> Records drawn from a dataset
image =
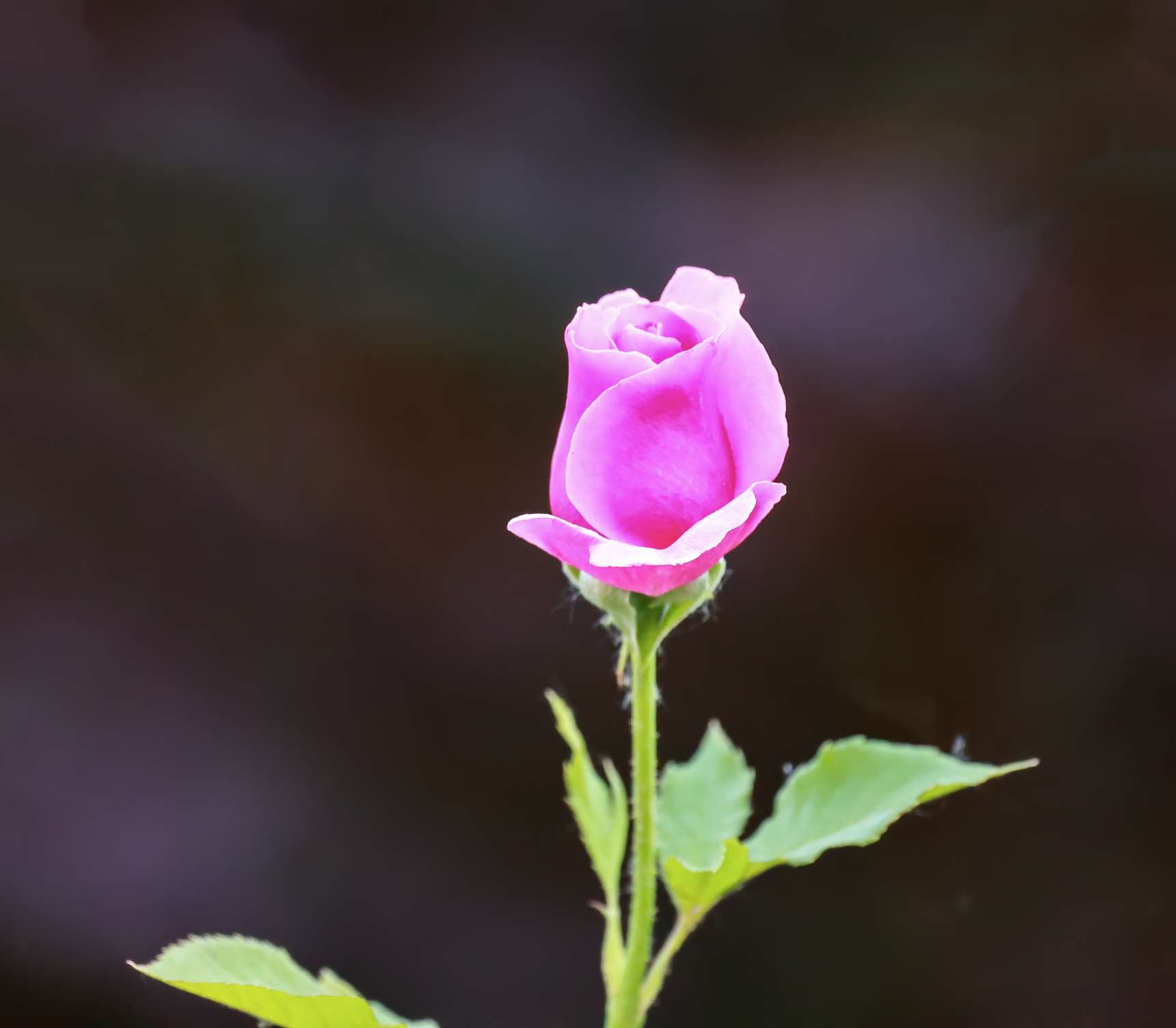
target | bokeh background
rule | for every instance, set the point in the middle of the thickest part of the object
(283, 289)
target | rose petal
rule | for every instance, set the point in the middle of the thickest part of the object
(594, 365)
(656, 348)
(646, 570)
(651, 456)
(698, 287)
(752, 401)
* * *
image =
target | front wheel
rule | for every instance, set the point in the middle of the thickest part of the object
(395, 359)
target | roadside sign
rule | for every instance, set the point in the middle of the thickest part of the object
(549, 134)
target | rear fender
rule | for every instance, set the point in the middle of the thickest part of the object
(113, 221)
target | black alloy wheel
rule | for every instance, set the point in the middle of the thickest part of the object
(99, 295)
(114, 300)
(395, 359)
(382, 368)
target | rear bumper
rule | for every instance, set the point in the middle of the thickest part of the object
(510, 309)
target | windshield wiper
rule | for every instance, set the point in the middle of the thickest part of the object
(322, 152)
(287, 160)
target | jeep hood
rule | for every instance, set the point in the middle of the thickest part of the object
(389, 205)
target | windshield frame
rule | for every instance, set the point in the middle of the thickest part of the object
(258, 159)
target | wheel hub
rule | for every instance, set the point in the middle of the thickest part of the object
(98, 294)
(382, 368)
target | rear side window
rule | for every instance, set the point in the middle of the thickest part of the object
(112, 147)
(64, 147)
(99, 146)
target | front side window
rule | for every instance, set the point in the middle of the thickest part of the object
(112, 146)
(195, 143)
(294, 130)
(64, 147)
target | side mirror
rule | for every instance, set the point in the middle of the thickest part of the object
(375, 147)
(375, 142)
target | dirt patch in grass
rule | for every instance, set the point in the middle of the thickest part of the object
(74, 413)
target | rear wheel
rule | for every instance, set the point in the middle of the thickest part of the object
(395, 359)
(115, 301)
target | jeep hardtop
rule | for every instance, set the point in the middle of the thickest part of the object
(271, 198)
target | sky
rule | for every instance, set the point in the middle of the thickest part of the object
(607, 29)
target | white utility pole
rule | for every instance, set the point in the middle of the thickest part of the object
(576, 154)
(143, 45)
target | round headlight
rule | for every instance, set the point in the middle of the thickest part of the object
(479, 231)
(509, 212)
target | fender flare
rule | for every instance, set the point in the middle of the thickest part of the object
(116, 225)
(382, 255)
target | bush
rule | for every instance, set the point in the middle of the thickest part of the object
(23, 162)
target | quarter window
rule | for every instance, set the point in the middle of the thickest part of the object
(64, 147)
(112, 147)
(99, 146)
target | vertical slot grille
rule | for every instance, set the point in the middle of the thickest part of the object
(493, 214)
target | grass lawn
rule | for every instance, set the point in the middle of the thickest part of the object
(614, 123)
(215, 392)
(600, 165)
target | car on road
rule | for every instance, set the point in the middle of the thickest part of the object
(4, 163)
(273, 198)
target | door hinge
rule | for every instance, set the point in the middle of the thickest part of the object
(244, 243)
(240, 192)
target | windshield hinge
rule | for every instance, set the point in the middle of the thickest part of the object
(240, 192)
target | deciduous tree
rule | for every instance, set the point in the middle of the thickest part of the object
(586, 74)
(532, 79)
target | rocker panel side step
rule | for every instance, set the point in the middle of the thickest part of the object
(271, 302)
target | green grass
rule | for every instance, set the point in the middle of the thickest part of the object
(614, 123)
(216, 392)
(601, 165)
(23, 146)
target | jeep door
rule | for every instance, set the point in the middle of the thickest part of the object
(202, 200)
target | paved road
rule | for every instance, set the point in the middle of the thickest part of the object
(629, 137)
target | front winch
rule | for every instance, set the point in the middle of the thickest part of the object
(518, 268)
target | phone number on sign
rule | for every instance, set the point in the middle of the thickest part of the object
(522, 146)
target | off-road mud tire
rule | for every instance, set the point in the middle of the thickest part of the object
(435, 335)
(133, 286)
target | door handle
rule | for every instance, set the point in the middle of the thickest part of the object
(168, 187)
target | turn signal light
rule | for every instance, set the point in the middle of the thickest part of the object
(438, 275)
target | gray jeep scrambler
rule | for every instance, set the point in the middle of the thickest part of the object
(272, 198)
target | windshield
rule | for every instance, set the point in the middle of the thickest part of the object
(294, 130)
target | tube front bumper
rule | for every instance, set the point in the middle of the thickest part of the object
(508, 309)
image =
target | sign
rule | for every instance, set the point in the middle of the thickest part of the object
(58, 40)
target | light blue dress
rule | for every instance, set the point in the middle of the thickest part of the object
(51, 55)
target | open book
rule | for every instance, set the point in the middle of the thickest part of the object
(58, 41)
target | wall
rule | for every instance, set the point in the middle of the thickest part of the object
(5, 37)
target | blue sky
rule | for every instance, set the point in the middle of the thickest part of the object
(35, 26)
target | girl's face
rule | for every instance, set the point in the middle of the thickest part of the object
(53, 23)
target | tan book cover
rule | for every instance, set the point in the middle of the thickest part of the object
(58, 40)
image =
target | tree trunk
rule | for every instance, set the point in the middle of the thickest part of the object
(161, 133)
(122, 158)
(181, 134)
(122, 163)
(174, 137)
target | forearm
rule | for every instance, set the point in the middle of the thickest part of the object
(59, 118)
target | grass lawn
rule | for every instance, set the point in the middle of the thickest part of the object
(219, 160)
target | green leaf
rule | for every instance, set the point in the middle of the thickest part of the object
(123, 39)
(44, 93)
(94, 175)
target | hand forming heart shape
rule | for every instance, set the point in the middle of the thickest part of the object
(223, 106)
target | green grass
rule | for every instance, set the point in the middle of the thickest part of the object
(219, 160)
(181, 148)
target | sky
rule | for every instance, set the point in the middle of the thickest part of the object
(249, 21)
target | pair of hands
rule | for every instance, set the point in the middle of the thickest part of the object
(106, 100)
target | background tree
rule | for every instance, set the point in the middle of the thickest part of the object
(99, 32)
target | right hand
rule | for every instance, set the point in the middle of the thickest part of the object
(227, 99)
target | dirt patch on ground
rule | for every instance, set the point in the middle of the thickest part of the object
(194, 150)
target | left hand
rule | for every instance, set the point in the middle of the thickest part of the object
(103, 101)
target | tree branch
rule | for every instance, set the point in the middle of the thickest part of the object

> Work required
If a line above holds the string "blue", return it as it stands.

> Answer section
target | light blue dress
target | blue sky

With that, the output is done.